_Work to complete_
In the profile of Dostain Baloch below, who does it name as his first teacher?

• Citizen Journalism Program

Dostain Baloch on storytelling, reading and the power of films

This story is about a storyteller. A story about a person who has strong opinions and beliefs and for whom art is catharsis, someone who doesn’t have any idols, who raised his voice against Lyari’s gangsters, who doesn’t want fame - yet has become a famous filmmaker in a short span of time.

Dostain Baloch was born in Lyari, but soon after, his father was transferred to Balochistan. He lived in his native province for six years. During his time in Balochistan, Baloch found his first teacher: his great grandmother. She used to tell him stories. He credits those stories for his initial interest in storytelling.

Baloch has been an activist from a very young age. When Lyari was in the midst of conflict, he founded an organization called YELL (Youth of Education, Learning and Leadership), a platform for artists where they could use acting and theatre to raise their voice against gangsters, as well as to create awareness on women's rights. However, there was a lot of pressure on them to suppress their movement. This also led to his friend Deepak Maheshwari being shot and injured.

Baloch, himself, was also getting threats from gangsters in this time and had to go underground for a few days in Mirpurkhas. When things got better and I thought my work was done, I left it all, he says. “When my catharsis ended, I didn’t care if my name was in the papers or not. I think when you do something you shouldn’t bother with the projection of it. We don’t need to say that I did that, when our work is done, we just need to sideline ourselves,” says Baloch. After the decline in the power of gangsters, he came back home. He then sidelined his activism and started studying in film school.

“If instead of 2019, I was to live in the 18th century, I believe I would still be telling stories,” claims Baloch. When he started writing stories, he realized this was his true calling. Here he was a creator because he could create his own world, his own characters. “Art is a way to express yourself. It is a medium to express your thoughts, emotions and feelings.”

_Entries_
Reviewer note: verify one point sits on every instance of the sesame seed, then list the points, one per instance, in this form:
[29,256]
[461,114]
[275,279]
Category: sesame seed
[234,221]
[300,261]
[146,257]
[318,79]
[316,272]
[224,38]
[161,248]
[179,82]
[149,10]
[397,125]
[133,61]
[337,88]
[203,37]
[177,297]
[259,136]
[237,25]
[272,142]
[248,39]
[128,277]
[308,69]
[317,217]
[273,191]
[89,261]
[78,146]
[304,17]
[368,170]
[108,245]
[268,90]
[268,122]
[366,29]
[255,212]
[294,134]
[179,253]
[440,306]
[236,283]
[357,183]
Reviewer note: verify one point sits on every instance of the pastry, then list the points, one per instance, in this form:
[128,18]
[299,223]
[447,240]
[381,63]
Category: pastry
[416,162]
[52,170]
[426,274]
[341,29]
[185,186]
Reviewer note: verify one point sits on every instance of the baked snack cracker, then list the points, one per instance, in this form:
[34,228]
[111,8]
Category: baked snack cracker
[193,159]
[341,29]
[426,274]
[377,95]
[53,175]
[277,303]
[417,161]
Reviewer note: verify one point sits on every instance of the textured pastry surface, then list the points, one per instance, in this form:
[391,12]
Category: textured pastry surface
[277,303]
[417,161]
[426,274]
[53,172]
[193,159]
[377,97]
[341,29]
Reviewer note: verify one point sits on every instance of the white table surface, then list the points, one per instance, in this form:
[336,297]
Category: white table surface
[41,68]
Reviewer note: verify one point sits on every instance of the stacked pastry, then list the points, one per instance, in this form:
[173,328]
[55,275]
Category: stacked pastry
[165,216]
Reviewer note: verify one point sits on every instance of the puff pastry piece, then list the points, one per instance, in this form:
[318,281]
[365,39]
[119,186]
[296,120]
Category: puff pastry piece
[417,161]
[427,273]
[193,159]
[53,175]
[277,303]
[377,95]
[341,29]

_Response to this exercise_
His great grandmother.